# Quoted text
[start]

However, I would suggest adding text covering two boundary conditions.  I do
not believe these changes are large enough to require a new Last Call.

First, I would add text stating that this extension IS suitable for use on
the Submission port, as described in Section 7 of RFC 2476.  This is
requested by RFC 2476 for all new SMTP Service Extensions.

I concur.  It's important that messages intended to be transmitted 
as BINARYMIME be submitted as BINARYMIME.

Second (and less important), I would state that although CR and LF do not
represent line endings in BDAT chunks, the RFC 2781 prohibition against
using a UTF-16 charset within the text top-level media type remains.  This
is because a gateway transformation of such a text object from BinaryMIME to
7bit or 8bit MIME would result in an improperly formatted MIME object that
could cause many existing mailers to fail.

Not that I disagree with the 2781 prohibition, but I think it has more to 
do with the content-transfer-encoding than the text/* media type.  A 
UTF-16 object encoded as base64 works just fine regardless of media type,
but a UTF-16 object encoded as 7bit or 8bit will fail regardless of
media type.

[end]

# Provided material
[start]

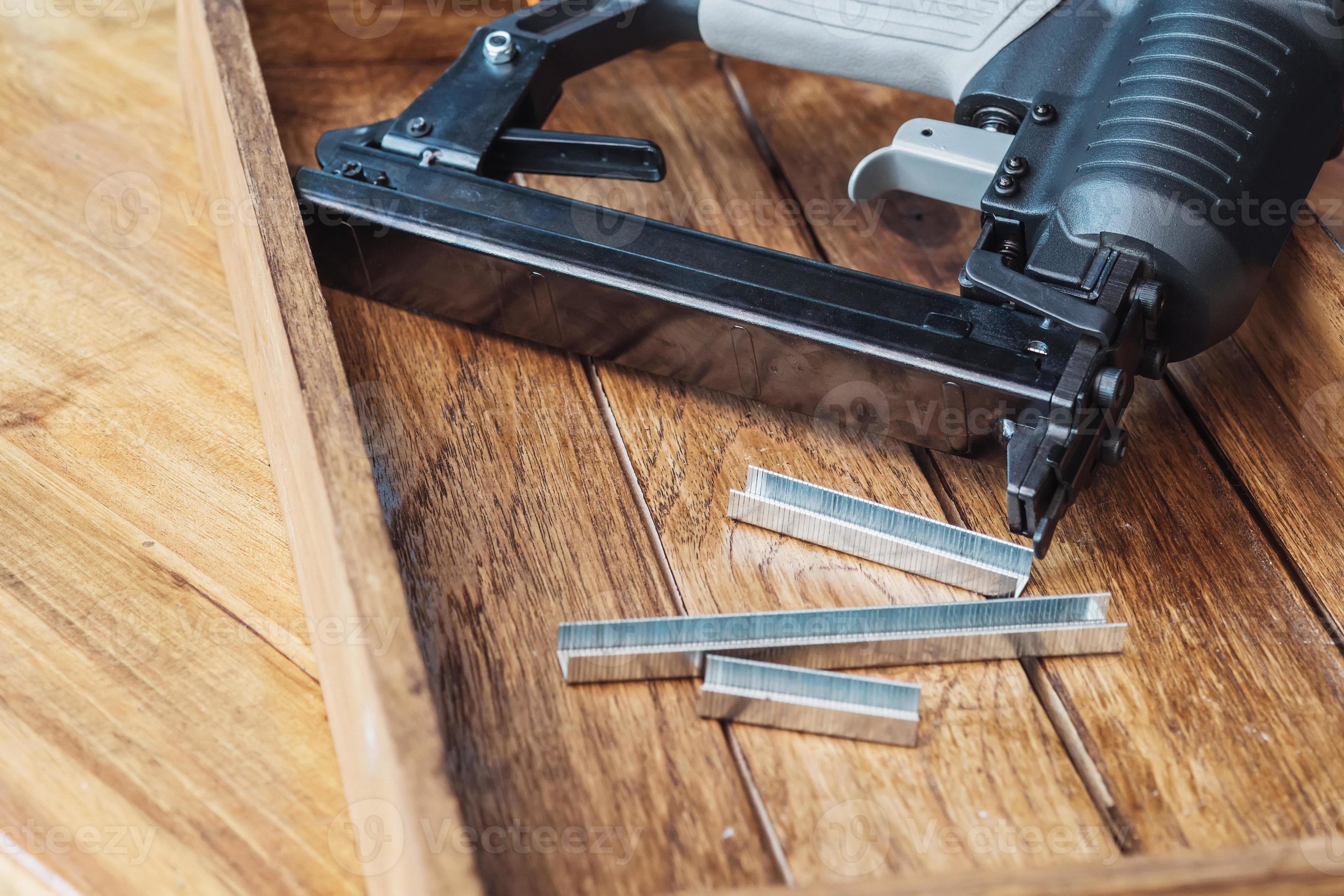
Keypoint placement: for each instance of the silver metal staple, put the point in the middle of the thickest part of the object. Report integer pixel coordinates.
(850, 639)
(877, 533)
(821, 703)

[end]

# What is asked
**A.** List each encoding that the SMTP extension discussion mentions for a UTF-16 text object.
**B.** Continue the SMTP extension discussion from its last sentence.

# Outputs in order
**A.** BinaryMIME, 7bit, 8bit, base64

**B.**
The problem with text/*, I suppose, is that a MTA converting the
message might decide that if an object originally encoded in 
base64 or binary is labelled as text/*, one of { 7bit, 8bit or 
quoted-printable } is an appropriate encoding for the converted 
object.  (actually quoted-printable is okay as long as 
it never contains "hard line breaks", but an encoder that assumes
that the input is text will probably generate hard line breaks for
CR LF sequences in the input.)

all of which illustrates (along with my earlier comment to iesg) that
re-encoding of MIME messages is subtle and has a number of pitfalls.
 
If the second point is considered obvious, feel free to leave it out.
However, HTTP/1.1 is exempted from this restriction in section 19.4.2 of RFC
2616, and one argument for that exemption is that HTTP is a binary-safe
transport.  

this isn't (intended to be) quite the same thing as you are saying.  
2616 is meant to allow text/* parts that normally use CRLF for 
line endings to use either bare CR or bare LF instead when they
are transmitted in HTTP.  but it doesn't (is not intended to) allow
the definition of new text parts that don't use CRLF as line endings.

There will clearly be much more gatewaying between BinaryMIME
MTAs and non-binary capable ones than from HTTP servers to non-binary
capable MTAs, so I believe that this (existing) restriction should be
reiterated.

not sure where it will fit in the document, but a discussion of
re-encoding subtleties, including a reference to RFC 2781, does
seem appropriate.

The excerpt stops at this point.